__Activity__: Read the data, and whenever a line holds the word "green", report that line.

[Items listed in a dataset]
++++++++

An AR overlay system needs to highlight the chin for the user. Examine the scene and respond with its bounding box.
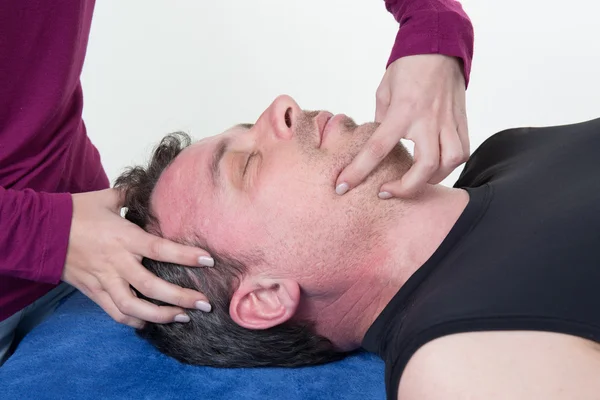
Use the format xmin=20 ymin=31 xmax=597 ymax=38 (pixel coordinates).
xmin=319 ymin=120 xmax=411 ymax=189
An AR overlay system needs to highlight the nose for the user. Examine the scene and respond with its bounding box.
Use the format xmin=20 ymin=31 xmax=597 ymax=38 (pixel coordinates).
xmin=258 ymin=95 xmax=301 ymax=141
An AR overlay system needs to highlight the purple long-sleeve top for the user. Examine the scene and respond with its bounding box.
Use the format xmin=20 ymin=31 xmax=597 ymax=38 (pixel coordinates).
xmin=0 ymin=0 xmax=473 ymax=321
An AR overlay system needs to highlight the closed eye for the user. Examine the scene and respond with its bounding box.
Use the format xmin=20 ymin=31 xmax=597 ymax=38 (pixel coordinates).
xmin=243 ymin=152 xmax=258 ymax=176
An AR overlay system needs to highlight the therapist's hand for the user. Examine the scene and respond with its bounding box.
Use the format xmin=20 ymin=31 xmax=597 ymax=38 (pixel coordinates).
xmin=62 ymin=189 xmax=214 ymax=328
xmin=336 ymin=54 xmax=469 ymax=198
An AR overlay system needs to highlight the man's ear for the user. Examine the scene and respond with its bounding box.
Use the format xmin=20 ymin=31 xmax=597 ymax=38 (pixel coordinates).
xmin=229 ymin=277 xmax=300 ymax=330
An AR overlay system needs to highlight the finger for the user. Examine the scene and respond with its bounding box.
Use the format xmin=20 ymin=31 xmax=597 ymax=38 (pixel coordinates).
xmin=132 ymin=228 xmax=214 ymax=267
xmin=123 ymin=262 xmax=211 ymax=311
xmin=336 ymin=114 xmax=410 ymax=193
xmin=375 ymin=86 xmax=391 ymax=123
xmin=380 ymin=123 xmax=440 ymax=198
xmin=428 ymin=128 xmax=465 ymax=184
xmin=375 ymin=99 xmax=389 ymax=123
xmin=108 ymin=276 xmax=195 ymax=324
xmin=93 ymin=289 xmax=145 ymax=328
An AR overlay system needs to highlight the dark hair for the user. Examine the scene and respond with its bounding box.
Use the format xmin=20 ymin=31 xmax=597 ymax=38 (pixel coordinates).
xmin=114 ymin=132 xmax=345 ymax=367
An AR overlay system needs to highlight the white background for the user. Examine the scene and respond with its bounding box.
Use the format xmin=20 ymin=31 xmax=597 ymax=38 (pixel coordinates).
xmin=82 ymin=0 xmax=600 ymax=185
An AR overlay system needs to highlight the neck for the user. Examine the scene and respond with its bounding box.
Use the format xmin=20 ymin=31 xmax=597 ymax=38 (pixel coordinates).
xmin=306 ymin=185 xmax=470 ymax=351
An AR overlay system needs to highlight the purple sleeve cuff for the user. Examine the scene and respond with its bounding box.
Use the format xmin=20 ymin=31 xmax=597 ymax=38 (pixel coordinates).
xmin=385 ymin=2 xmax=475 ymax=88
xmin=0 ymin=188 xmax=73 ymax=284
xmin=39 ymin=192 xmax=73 ymax=284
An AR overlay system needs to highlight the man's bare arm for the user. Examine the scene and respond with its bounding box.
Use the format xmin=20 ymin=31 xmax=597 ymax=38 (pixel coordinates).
xmin=398 ymin=331 xmax=600 ymax=399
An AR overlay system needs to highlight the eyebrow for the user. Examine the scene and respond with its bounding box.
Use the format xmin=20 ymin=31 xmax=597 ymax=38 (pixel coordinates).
xmin=210 ymin=123 xmax=254 ymax=187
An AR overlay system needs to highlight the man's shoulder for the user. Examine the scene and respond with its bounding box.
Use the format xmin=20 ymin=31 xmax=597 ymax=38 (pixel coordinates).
xmin=455 ymin=117 xmax=600 ymax=189
xmin=396 ymin=330 xmax=600 ymax=400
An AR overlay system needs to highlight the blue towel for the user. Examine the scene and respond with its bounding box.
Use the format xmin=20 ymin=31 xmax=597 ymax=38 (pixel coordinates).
xmin=0 ymin=292 xmax=386 ymax=399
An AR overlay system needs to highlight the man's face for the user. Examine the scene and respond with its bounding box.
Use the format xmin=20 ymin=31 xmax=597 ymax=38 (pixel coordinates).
xmin=152 ymin=95 xmax=410 ymax=291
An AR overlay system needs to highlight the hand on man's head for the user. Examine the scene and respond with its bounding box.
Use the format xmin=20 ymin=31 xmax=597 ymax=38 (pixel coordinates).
xmin=61 ymin=188 xmax=213 ymax=328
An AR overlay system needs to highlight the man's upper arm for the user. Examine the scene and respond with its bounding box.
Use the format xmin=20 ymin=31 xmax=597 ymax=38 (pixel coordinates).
xmin=397 ymin=331 xmax=600 ymax=400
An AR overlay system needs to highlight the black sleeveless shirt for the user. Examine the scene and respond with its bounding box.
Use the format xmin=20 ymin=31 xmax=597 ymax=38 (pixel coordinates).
xmin=361 ymin=117 xmax=600 ymax=399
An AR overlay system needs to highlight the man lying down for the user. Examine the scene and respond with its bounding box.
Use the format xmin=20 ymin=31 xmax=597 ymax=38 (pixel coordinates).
xmin=115 ymin=95 xmax=600 ymax=400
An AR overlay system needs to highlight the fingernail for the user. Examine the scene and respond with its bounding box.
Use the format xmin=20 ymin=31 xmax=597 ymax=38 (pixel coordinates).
xmin=336 ymin=182 xmax=349 ymax=195
xmin=174 ymin=314 xmax=190 ymax=323
xmin=198 ymin=256 xmax=214 ymax=267
xmin=195 ymin=301 xmax=212 ymax=312
xmin=378 ymin=191 xmax=393 ymax=199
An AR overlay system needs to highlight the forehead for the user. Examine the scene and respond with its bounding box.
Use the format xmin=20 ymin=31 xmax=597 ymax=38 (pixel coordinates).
xmin=150 ymin=125 xmax=246 ymax=239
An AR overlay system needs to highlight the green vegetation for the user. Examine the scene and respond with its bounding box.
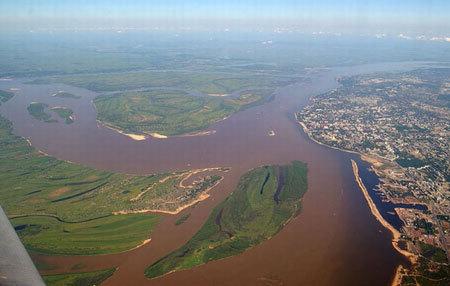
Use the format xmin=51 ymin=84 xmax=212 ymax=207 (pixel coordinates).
xmin=396 ymin=152 xmax=427 ymax=168
xmin=0 ymin=90 xmax=14 ymax=102
xmin=413 ymin=218 xmax=435 ymax=235
xmin=43 ymin=268 xmax=115 ymax=286
xmin=34 ymin=260 xmax=57 ymax=271
xmin=0 ymin=37 xmax=156 ymax=77
xmin=27 ymin=102 xmax=56 ymax=123
xmin=13 ymin=214 xmax=158 ymax=255
xmin=145 ymin=161 xmax=308 ymax=278
xmin=94 ymin=89 xmax=271 ymax=136
xmin=28 ymin=103 xmax=75 ymax=124
xmin=0 ymin=93 xmax=222 ymax=255
xmin=0 ymin=123 xmax=222 ymax=219
xmin=436 ymin=214 xmax=449 ymax=221
xmin=413 ymin=257 xmax=449 ymax=286
xmin=420 ymin=242 xmax=448 ymax=264
xmin=51 ymin=106 xmax=74 ymax=124
xmin=401 ymin=243 xmax=450 ymax=286
xmin=175 ymin=213 xmax=191 ymax=226
xmin=34 ymin=70 xmax=285 ymax=94
xmin=24 ymin=56 xmax=297 ymax=136
xmin=2 ymin=32 xmax=450 ymax=79
xmin=53 ymin=91 xmax=81 ymax=99
xmin=35 ymin=70 xmax=287 ymax=135
xmin=0 ymin=111 xmax=162 ymax=254
xmin=0 ymin=111 xmax=159 ymax=221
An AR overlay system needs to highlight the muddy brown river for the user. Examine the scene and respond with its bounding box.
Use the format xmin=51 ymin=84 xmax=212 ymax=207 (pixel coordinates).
xmin=0 ymin=62 xmax=426 ymax=285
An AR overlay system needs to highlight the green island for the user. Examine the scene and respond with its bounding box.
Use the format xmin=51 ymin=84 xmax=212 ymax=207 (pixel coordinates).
xmin=43 ymin=268 xmax=115 ymax=286
xmin=0 ymin=90 xmax=14 ymax=102
xmin=174 ymin=213 xmax=191 ymax=226
xmin=145 ymin=161 xmax=308 ymax=278
xmin=94 ymin=89 xmax=271 ymax=136
xmin=0 ymin=95 xmax=225 ymax=255
xmin=52 ymin=91 xmax=81 ymax=99
xmin=31 ymin=70 xmax=291 ymax=136
xmin=27 ymin=102 xmax=57 ymax=123
xmin=32 ymin=70 xmax=288 ymax=94
xmin=51 ymin=106 xmax=74 ymax=124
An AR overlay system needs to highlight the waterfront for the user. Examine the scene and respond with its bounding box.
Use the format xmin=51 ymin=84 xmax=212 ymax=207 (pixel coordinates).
xmin=0 ymin=62 xmax=425 ymax=285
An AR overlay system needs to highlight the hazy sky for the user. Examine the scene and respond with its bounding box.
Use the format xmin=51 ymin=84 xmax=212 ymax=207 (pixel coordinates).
xmin=1 ymin=0 xmax=449 ymax=35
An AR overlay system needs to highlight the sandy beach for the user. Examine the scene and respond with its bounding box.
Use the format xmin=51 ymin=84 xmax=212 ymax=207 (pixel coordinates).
xmin=149 ymin=132 xmax=168 ymax=139
xmin=98 ymin=121 xmax=147 ymax=141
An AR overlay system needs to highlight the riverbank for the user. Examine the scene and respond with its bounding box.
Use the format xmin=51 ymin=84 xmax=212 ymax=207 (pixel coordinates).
xmin=176 ymin=130 xmax=216 ymax=137
xmin=351 ymin=160 xmax=417 ymax=264
xmin=129 ymin=239 xmax=151 ymax=252
xmin=97 ymin=120 xmax=147 ymax=141
xmin=390 ymin=265 xmax=407 ymax=286
xmin=149 ymin=132 xmax=168 ymax=139
xmin=98 ymin=120 xmax=218 ymax=140
xmin=145 ymin=161 xmax=308 ymax=279
xmin=296 ymin=115 xmax=360 ymax=156
xmin=113 ymin=176 xmax=224 ymax=216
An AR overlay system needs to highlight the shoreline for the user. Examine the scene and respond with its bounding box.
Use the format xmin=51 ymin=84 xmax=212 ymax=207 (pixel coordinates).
xmin=92 ymin=101 xmax=223 ymax=141
xmin=391 ymin=265 xmax=405 ymax=286
xmin=176 ymin=130 xmax=216 ymax=137
xmin=296 ymin=115 xmax=360 ymax=156
xmin=149 ymin=132 xmax=168 ymax=139
xmin=97 ymin=120 xmax=147 ymax=141
xmin=296 ymin=115 xmax=416 ymax=284
xmin=113 ymin=176 xmax=224 ymax=216
xmin=98 ymin=120 xmax=217 ymax=140
xmin=351 ymin=160 xmax=417 ymax=265
xmin=91 ymin=101 xmax=145 ymax=140
xmin=129 ymin=238 xmax=151 ymax=252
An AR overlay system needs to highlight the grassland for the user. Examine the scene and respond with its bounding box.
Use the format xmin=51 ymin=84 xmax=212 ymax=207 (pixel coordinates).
xmin=0 ymin=95 xmax=224 ymax=255
xmin=12 ymin=214 xmax=159 ymax=255
xmin=51 ymin=106 xmax=74 ymax=124
xmin=32 ymin=70 xmax=289 ymax=94
xmin=29 ymin=65 xmax=295 ymax=136
xmin=43 ymin=268 xmax=115 ymax=286
xmin=94 ymin=89 xmax=272 ymax=136
xmin=145 ymin=161 xmax=308 ymax=278
xmin=27 ymin=102 xmax=56 ymax=123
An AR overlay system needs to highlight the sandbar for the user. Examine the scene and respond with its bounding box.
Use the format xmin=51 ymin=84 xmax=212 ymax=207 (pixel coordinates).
xmin=351 ymin=159 xmax=417 ymax=264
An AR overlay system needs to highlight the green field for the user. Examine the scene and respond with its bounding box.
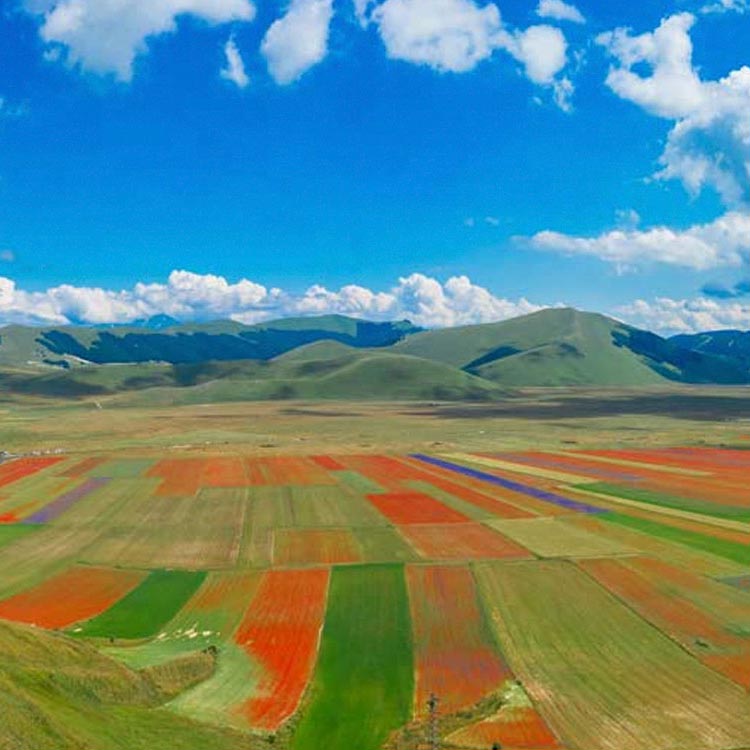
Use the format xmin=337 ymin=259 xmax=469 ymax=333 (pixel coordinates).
xmin=291 ymin=565 xmax=414 ymax=750
xmin=602 ymin=511 xmax=750 ymax=565
xmin=73 ymin=570 xmax=207 ymax=640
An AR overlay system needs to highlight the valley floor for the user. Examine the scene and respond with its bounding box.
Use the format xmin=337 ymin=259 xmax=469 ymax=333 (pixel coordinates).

++++++++

__Task answer__:
An AR overlay system needs to highlight the green vegetation for the user. Examine the scene and respond with its bounding box.
An AR overlay system needs to highlight the green island for the user. Examine the scene and respond with its bounding box.
An AR overlay system needs to highlight the green field for the user. Examine the scene and respond with its bounding box.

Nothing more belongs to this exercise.